Show every line in the listing below that contains the word "woman", copying each line in full. Matching is case-sensitive.

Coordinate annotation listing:
——————
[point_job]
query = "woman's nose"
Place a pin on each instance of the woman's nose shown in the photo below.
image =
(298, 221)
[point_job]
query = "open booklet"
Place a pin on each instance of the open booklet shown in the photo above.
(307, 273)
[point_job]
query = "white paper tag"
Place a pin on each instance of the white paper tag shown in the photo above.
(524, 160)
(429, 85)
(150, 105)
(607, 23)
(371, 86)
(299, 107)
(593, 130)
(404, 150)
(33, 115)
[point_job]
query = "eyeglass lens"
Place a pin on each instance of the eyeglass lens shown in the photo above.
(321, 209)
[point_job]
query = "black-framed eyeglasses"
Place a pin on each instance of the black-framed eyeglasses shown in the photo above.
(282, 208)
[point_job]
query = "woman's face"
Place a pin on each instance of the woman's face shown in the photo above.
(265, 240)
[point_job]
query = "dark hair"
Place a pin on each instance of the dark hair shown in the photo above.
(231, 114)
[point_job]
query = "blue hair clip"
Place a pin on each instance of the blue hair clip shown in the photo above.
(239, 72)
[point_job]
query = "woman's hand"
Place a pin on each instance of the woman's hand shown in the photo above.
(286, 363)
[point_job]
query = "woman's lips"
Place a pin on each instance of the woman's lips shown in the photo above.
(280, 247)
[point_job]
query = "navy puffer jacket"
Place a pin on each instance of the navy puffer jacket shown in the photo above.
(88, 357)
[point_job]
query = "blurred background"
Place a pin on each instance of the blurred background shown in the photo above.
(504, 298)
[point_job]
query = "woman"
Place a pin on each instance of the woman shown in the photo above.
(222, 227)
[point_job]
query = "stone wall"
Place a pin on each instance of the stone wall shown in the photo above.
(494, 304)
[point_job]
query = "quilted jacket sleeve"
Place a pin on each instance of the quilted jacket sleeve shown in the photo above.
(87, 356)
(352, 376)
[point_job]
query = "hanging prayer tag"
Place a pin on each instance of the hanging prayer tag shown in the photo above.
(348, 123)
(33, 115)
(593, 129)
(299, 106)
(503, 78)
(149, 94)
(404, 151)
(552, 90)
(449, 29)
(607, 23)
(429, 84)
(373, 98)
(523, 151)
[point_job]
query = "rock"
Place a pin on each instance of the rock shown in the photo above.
——————
**Task response**
query = "woman's nose"
Place a pin on each instance of the woman's nose shown in the photo below.
query = "woman's face"
Place a pin on each instance of the woman's face shown in the photo above.
query = "woman's hand"
Place a pin on each instance of the woman's hand shown in the photo above.
query = "woman's lips"
Place a pin on each instance of the woman's lips shown in the photo above.
query = "woman"
Place a pin on each instance of the woman shown in the photo above.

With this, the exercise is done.